**原文抜粋**

================================

「華氏911」

2004年8月24日 映画
井筒のオッサンがボロカスに言うてたけど、それも仕方ないような強引すぎる作り。彼の場合ドキュメンタリーではないのはいっこうにかまわないが、あらかじめ決まっている結論・主張に合わせて映像をはめ込んだようなかんじがいかにもで醒める。

フセインとビンラディンを悪の枢軸と決め付けたブッシュを同じように個人攻撃。階級社会や大国→小国の支配構造が戦争を産みだすと言っておきながらも、その構造的問題の解明をせずにブッシュや取巻きを揶揄・批判するばかり。
ブッシュの再選を阻止したいという気持ちの先走りがそうさせたのだろうか。仮に民主党が勝ったとしても戦争を産みだす支配構造は簡単には変わらないと思うのだが。

それでもイラク侵攻や住民・兵士双方の痛々しい映像は無知な自分にはかなりインパクトあった。
前半はブッシュのアホなキャラを茶化して笑わせておきながら、後半は例の突撃取材を絡ませて戦死した米軍兵士母親で泣かせる。パロディとマジメのバランスが悪くて心の置き処に困ってしまう映画だった。流行りモノになってしまった「商業映画」を涼しい映画館の中で眠気をこらえて観るという居心地の悪さ・・。せめてブッシュ政権に盲従する小泉政権に投票することだけは最低限やめておきたいと誓うのみでありました。
(☆3.5)
きのうWOWOWでやってた。劇場未公開みたい。

オープニングでレイ・チャールズがスタジオに現れて、クリント・イーストウッドとピアノを前に座ってトーク。以後いろんな人がイーストウッドと語り合う。ブルース探求というより、「クリント・イーストウッドとおじいちゃん達」なノリ。BBキングとか、ピアノマンじゃない人も出てくる。

レイ・チャールズ元気そうには見えたのだが、話の途中で何度も咳き込むんだけどタバコ吸ってるよ・・。オイオイ。これじゃ死ぬわな。肝不全らしいけど。

ファンにはヨダレものの映像もあるのかなぁ。出てくるミュージシャンが女の人も含めて太った人ばっか。食料事情いいのね。
ドクター・ジョンの演奏してるの初めて見た。学生の頃、細野晴臣マニアの人がいて、ドクター・ジョンまで聴かされたけど、こういう人だったのか。
イマドキのヒップホップやR&Bは好きなんだけど、昔のソウル、ブルースに遡るとイマイチなんだよね。どうしてわかんないんだろ。ブギウギとかビバップとかリズムがはっきりしていてノリのいいやつは楽しいんだけどね。
ストリート・ミュージックという括りでチャックDやコモンも出てたのはうれしかった。

WOWOWのブルース特集→http://www.wowow.co.jp/blues/

「箪笥」

2004年8月12日 映画
(ネタバレあり!)

売れ線狙いですね。
<解き明かされる家族の秘密>って全然解き明かされない。
怖がらせるシーンが多すぎる。「リング」かよ!って、そんなの全然いらない。

================================

**取り組む内容**
1 - 映画の感想文で、「華氏911」に付けられた評価は何か。
2 - 映画の感想文を、最後の文の後から書き継ぐこと。
以下の記録は、この映画の感想文とは関係がない。

**提供資料**

================================

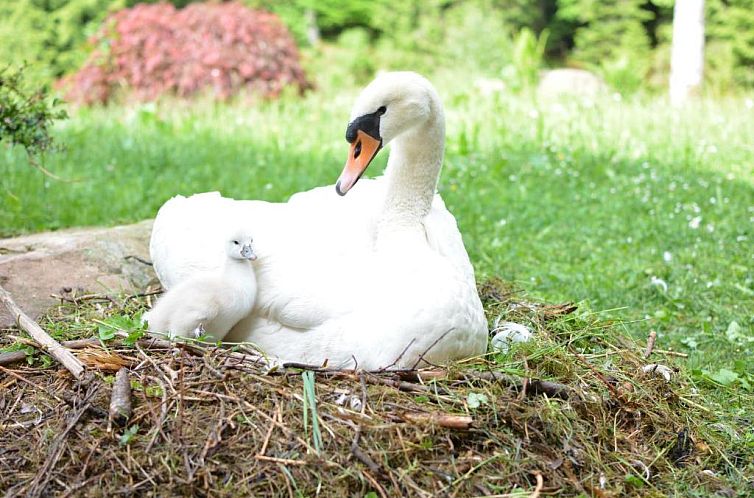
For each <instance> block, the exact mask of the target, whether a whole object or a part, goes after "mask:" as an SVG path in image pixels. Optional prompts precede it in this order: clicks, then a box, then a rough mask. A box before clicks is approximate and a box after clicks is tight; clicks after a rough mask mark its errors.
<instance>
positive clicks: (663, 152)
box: [0, 75, 754, 405]
mask: <svg viewBox="0 0 754 498" xmlns="http://www.w3.org/2000/svg"><path fill="white" fill-rule="evenodd" d="M455 80H456V81H458V82H461V83H469V80H468V77H467V76H466V75H464V77H463V78H458V77H456V78H455ZM436 81H437V82H438V86H439V87H440V93H441V95H442V97H443V100H444V103H445V107H446V111H447V113H446V114H447V124H448V133H447V150H446V159H445V165H444V168H443V173H442V176H441V179H440V185H439V189H440V192H441V194H442V195H443V198H444V199H445V202H446V204H447V206H448V208H449V209H450V210H451V212H452V213H453V214H454V216H455V217H456V219H457V220H458V223H459V228H460V230H461V233H462V234H463V236H464V240H465V243H466V247H467V249H468V251H469V254H470V257H471V260H472V262H473V264H474V266H475V269H476V271H477V274H478V275H479V276H480V277H484V276H490V275H500V276H502V277H504V278H506V279H507V280H510V281H515V282H517V283H518V284H519V285H520V286H521V287H522V288H525V289H527V290H528V291H529V292H531V293H533V294H534V295H536V296H539V297H541V298H543V299H546V300H550V301H560V300H576V301H585V302H588V304H589V306H590V307H591V308H593V309H611V310H613V311H612V312H611V313H610V316H612V317H615V318H620V319H622V320H623V321H624V322H627V323H629V324H628V325H627V327H628V329H629V330H630V331H631V332H632V333H633V334H634V335H635V337H637V338H641V337H646V336H647V334H648V332H649V330H650V329H651V328H652V329H655V330H656V331H657V332H658V334H659V335H660V338H661V341H662V342H663V343H664V344H665V345H666V347H672V348H674V349H676V350H681V351H684V352H687V353H690V355H691V356H690V365H691V366H692V367H693V368H694V369H696V370H698V371H699V372H704V373H702V374H700V375H707V376H716V377H717V378H718V379H727V380H726V384H724V385H723V387H724V388H725V389H726V390H727V389H733V390H737V389H743V388H745V387H744V386H745V385H747V384H748V385H751V384H752V383H753V382H754V377H752V376H751V374H750V372H752V371H754V363H752V362H751V360H749V358H752V357H753V355H754V334H753V333H752V327H753V326H754V321H753V320H754V313H752V304H751V303H752V302H754V273H753V272H752V262H753V260H752V251H751V246H752V240H754V232H752V228H753V227H754V180H752V179H754V145H753V144H754V127H753V126H751V123H752V122H753V121H754V104H752V100H751V99H748V100H747V99H746V98H736V99H729V100H716V101H701V102H699V103H697V104H696V105H692V106H690V107H689V108H687V109H684V110H676V109H672V108H670V107H668V106H667V105H666V104H665V103H664V102H663V101H661V100H660V99H639V98H637V99H631V100H625V101H621V100H615V99H613V98H606V99H599V100H596V101H595V100H590V99H583V98H577V97H564V98H563V99H561V100H560V101H555V102H552V101H550V102H542V101H538V100H537V99H534V98H530V97H526V96H515V95H508V94H492V95H480V94H479V92H476V91H475V90H473V89H470V88H468V85H466V86H467V87H465V88H458V85H459V83H455V85H453V84H445V83H443V82H442V81H441V79H436ZM357 90H358V89H356V88H336V89H330V90H328V89H327V88H325V89H324V90H321V91H318V92H314V93H311V94H310V95H308V96H307V97H305V98H303V99H294V98H285V99H282V100H280V101H276V102H267V103H252V104H251V105H250V104H249V103H248V102H244V101H239V102H235V103H232V104H217V105H209V104H201V103H191V104H185V103H184V104H181V103H175V102H164V103H162V104H148V105H141V106H130V107H125V106H124V107H117V106H115V107H111V108H104V109H80V110H78V111H76V112H75V113H73V117H72V118H71V119H70V120H69V121H67V122H64V123H62V124H61V126H60V127H59V128H58V129H57V130H56V134H57V136H58V138H59V139H60V141H61V142H63V143H65V144H67V147H68V148H67V151H65V152H64V153H61V154H57V155H53V156H49V157H48V158H47V161H46V164H45V166H46V167H47V168H49V169H50V170H52V171H53V172H54V173H55V174H57V175H60V176H62V177H64V178H67V179H70V180H73V181H72V182H61V181H56V180H53V179H50V178H47V177H45V176H44V175H42V174H41V173H39V172H38V171H35V170H33V169H31V168H30V167H29V166H28V165H27V164H26V163H25V161H24V159H23V154H22V153H21V152H20V151H13V150H3V151H0V205H2V209H0V234H2V235H12V234H16V233H20V232H26V231H37V230H45V229H55V228H60V227H68V226H78V225H113V224H119V223H126V222H132V221H138V220H141V219H144V218H151V217H153V216H154V214H155V213H156V211H157V209H158V208H159V206H160V205H161V204H162V203H163V202H164V201H165V200H166V199H168V198H169V197H171V196H173V195H175V194H191V193H194V192H202V191H209V190H220V191H222V192H223V194H224V195H226V196H230V197H235V198H239V199H264V200H273V201H281V200H285V199H287V198H288V197H289V196H290V195H291V194H292V193H294V192H298V191H301V190H306V189H309V188H312V187H315V186H319V185H327V184H332V183H334V181H335V179H336V177H337V175H338V174H339V172H340V169H341V168H342V165H343V162H344V160H345V154H346V149H347V148H346V143H345V141H344V139H343V133H344V130H345V126H346V122H347V120H348V113H349V109H350V107H351V105H352V103H353V101H354V98H355V95H356V93H357ZM386 155H387V154H386V153H384V152H383V153H382V154H381V155H380V156H378V160H377V161H376V163H375V164H374V165H373V166H370V168H369V170H368V171H367V174H370V175H377V174H378V173H379V172H380V171H381V168H382V165H383V164H384V161H385V158H386ZM357 193H358V192H357V190H355V191H354V194H353V195H356V194H357ZM642 320H643V321H642ZM729 331H730V333H728V332H729ZM742 362H745V363H742ZM726 372H727V373H726ZM731 372H732V373H733V374H735V375H731V374H730V373H731ZM722 404H724V405H727V401H723V402H722Z"/></svg>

================================

**各課題の回答**
1 - ☆3.5である。

2 -
そんなことより家族の人間ドラマをじっくりやってくれたら泣けたのに。継母がキライっっていうのは、実の母が大好きってことだろうけど、そのあたりのエピソードがなんもなく最初から精神に異常をきたしている実母。

揺れ動く思春期を支えあう姉妹の結びつきにしても描写が足りない。回想シーンマニアの僕にしてみれば日本の2時間ドラマよりも足りない。

いくつのドンデン返しにはそれぞれやられてしまった。もともと「シックス・センス」、「アザーズ」系と思い込んでいたので的を絞れなかったが、終盤で父親が屋敷に招き入れる来訪者については当たらずとも遠からずだった。つまりそういう方向に絞れればおのずと答えは見えてくる。しかし、そんなドンデン返しよりも情念のドラマを見せて欲しかったのだ。

映像は綺麗で色彩感も良いのだが、マセラッティや西洋かぶれな屋敷の内装・調度品などが裕福な家系を想起させるわりに、それがストーリーに活かされていない。ありがちだけど、「家」の格式やしきたりが個人を抹殺するおどろおどろしさも好みなので。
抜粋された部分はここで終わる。